> STATED EXERCISE: Update the material below by replacing every "compact SVG path data" with "minimal SVG path data", keeping everything else the same. Leave out the picture.

[Extracted records]
▼

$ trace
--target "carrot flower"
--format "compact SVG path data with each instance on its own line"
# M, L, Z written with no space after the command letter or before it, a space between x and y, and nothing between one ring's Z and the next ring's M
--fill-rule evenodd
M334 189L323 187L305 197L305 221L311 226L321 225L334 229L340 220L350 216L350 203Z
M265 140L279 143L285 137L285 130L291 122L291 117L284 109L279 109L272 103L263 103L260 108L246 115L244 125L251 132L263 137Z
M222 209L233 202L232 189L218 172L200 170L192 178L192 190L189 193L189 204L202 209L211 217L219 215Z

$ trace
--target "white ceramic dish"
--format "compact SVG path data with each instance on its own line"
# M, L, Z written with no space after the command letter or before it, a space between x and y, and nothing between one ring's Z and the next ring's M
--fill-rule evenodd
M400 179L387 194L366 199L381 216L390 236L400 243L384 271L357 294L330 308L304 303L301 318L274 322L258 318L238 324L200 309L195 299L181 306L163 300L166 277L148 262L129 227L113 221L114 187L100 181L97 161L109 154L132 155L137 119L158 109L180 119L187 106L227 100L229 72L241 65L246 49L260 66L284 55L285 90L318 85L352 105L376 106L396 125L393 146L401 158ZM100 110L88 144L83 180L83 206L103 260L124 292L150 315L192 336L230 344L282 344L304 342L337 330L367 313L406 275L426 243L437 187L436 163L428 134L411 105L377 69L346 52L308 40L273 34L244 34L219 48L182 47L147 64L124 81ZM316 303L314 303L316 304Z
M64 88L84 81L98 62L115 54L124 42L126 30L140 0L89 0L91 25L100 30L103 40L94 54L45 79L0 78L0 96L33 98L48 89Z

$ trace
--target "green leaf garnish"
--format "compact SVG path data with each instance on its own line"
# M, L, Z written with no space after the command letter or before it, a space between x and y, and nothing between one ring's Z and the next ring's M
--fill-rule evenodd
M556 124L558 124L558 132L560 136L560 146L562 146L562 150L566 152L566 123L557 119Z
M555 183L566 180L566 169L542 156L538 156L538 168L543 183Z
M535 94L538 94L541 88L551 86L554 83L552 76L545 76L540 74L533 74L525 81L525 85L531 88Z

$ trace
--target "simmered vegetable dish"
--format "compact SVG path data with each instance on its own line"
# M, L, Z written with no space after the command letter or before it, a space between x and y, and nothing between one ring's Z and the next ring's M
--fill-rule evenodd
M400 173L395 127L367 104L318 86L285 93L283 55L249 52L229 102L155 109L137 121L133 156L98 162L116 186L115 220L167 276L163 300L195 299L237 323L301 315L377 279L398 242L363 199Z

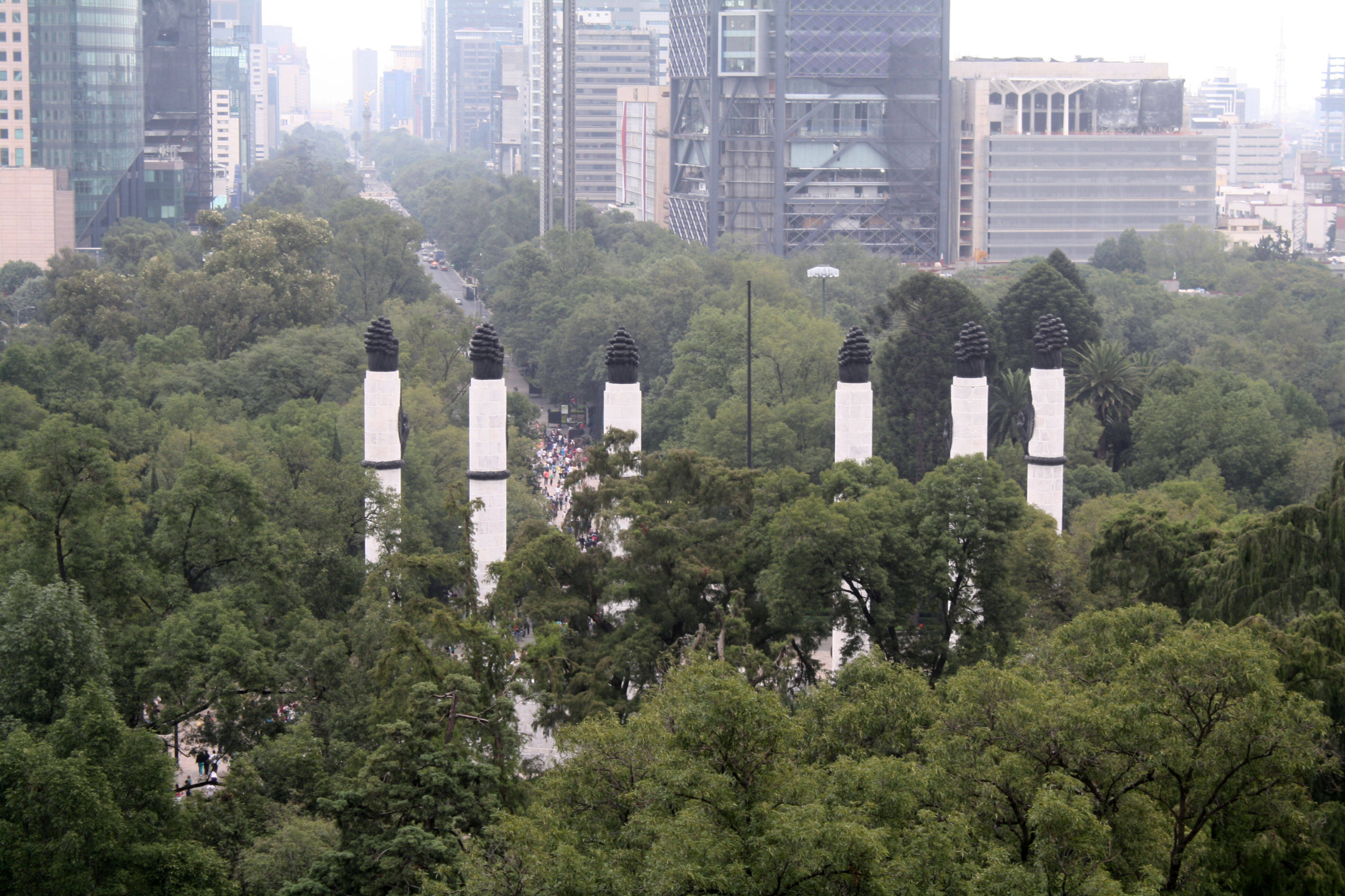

▲

> EXERCISE SOLUTION:
$ trace
--target "carrot flower"
--format "minimal SVG path data with each instance on its own line"
# M, L, Z written with no space after the command letter or before it, a space between x and y, and nothing between one ring's Z and the next ring's M
--fill-rule evenodd
M334 189L323 187L305 197L305 221L311 226L321 225L334 229L340 220L350 216L350 203Z
M265 140L279 143L285 137L285 130L291 122L291 117L284 109L279 109L272 103L263 103L260 108L246 115L244 125L251 132L263 137Z
M222 209L233 202L232 189L218 172L200 170L192 178L192 190L189 193L189 204L202 209L211 217L219 215Z

$ trace
--target "white ceramic dish"
--format "minimal SVG path data with each instance on its own line"
# M, L, Z written with no space after the command letter or before it, a space between x and y, and nothing between one ring's Z and the next ring's M
--fill-rule evenodd
M400 179L387 194L366 199L381 216L390 236L400 243L384 271L357 294L330 308L304 303L301 318L274 322L258 318L238 324L200 309L195 299L181 306L163 300L166 277L148 262L129 227L113 221L114 187L100 181L97 161L109 154L132 155L137 119L158 109L180 119L187 106L227 100L229 72L241 65L246 49L260 66L284 55L285 90L318 85L352 105L376 106L396 125L393 146L401 158ZM100 110L88 144L83 180L83 206L103 260L124 292L150 315L192 336L230 344L282 344L304 342L337 330L367 313L406 275L426 243L437 187L436 163L428 134L411 105L377 69L346 52L308 40L273 34L244 34L219 48L182 47L147 64L124 81ZM316 303L314 303L316 304Z
M64 88L84 81L98 62L115 54L124 42L126 30L140 0L89 0L91 25L100 30L103 40L94 54L45 79L0 78L0 96L33 98L48 89Z

$ trace
--target "green leaf garnish"
--format "minimal SVG path data with each instance on its own line"
# M, L, Z written with no space after the command letter or before it, a space between x and y, and nothing between one ring's Z and the next ring's M
--fill-rule evenodd
M556 124L558 124L558 132L560 136L560 146L562 146L562 150L566 152L566 123L557 119Z
M555 183L566 180L566 169L542 156L538 156L538 168L543 183Z
M535 94L538 94L541 88L551 86L554 83L552 76L545 76L540 74L533 74L525 81L525 85L531 88Z

$ trace
--target "simmered vegetable dish"
--format "minimal SVG path data with each instance on its own line"
# M, L, Z written with no space after the command letter or before it, a space between x and y, and nothing between one ring's Z and the next ring's M
--fill-rule evenodd
M400 173L395 127L367 104L318 86L285 93L283 55L249 52L229 102L155 109L137 121L133 156L98 162L116 186L115 220L167 276L163 300L195 299L237 323L301 315L377 279L398 242L363 199Z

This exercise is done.